▸ Work instructions: Give back every line of the material below exactly, but no images.

╔══

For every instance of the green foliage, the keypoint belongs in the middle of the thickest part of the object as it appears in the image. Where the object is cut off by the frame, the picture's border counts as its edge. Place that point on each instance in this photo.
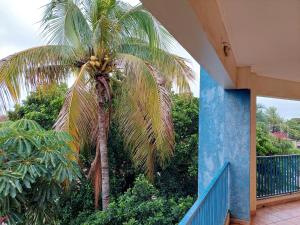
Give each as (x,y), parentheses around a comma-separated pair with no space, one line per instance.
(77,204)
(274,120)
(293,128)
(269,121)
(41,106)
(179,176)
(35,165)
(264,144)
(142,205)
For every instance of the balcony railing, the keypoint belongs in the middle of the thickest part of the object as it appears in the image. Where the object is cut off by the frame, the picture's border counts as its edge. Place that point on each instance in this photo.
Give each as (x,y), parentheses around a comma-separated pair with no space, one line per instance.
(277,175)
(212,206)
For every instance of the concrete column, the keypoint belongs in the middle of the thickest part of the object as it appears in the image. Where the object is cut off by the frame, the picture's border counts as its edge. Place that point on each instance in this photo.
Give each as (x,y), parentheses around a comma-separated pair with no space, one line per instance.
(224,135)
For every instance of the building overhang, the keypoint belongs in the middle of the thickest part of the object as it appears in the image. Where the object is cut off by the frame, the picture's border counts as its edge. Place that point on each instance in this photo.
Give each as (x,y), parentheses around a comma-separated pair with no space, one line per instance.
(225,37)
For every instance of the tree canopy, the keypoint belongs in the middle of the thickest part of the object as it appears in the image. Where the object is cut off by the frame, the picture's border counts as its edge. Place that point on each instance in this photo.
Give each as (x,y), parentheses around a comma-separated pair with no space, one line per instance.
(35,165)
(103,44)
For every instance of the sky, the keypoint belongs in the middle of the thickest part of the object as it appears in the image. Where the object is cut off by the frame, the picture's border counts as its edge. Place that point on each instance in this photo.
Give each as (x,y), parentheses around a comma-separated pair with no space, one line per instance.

╚══

▸ Reply to the exercise:
For every instance of the green foliage, the keypoint belongs in the middle of the thickest part of the object as it appears in the image. Where the object is cut off by the frame, the picture's border counts as its edge. Place that point on each instance in this photo.
Give each as (x,y), parentheses around a comma-separated pair with no space, one line per instance.
(77,204)
(274,120)
(293,128)
(269,121)
(41,106)
(179,176)
(35,165)
(264,144)
(142,205)
For every instance of the balcony railing, the keypoint belongs in the middle of the thickest part of the object as it appears in the image. Where the object is cut off by the frame, the picture's border counts as its edge. Place that point on each instance in this photo.
Give each as (x,y), parentheses around a comma-separated pair with no space, one line per instance.
(277,175)
(212,206)
For every instance of the concrete column, the keypoint belongs in the middle of the thickest part of the object as it appears in the image. Where the object is cut off by the frame, the picture's border counts as its edge. Place that point on each instance in this photo.
Give each as (x,y), parentheses around a comma-separated pair with no space, one line per instance.
(224,135)
For every instance of the building overhang, the keypoint belongs in the middle of the thickest part of the object as it appears in the image. Where the object is cut off by the frame, the picture's border counts as its edge. Place that point on each instance in this photo.
Give each as (x,y), parentheses around a comma-separated pair with no space, one line per instance.
(225,37)
For every instance of the tree canopy, the keypoint belongs in the middle of the thickest part of the object as it appears in the image. Where the object is cut off by the frame, the picture's border counts as its edge. Place that point on each instance in this photo.
Give each as (x,y), parentheses around a comma-separated pair with no space, one line per instance.
(35,165)
(103,44)
For every instance of the sky, the keypoint belongs in the middle of the thickest part of the object as it appears in the image. Where the object is cut off by the frame, the picture's border counts as its edge. Place that point on each instance in this photo.
Give each as (x,y), parentheses around a comma-separated pair with no space, one line per instance.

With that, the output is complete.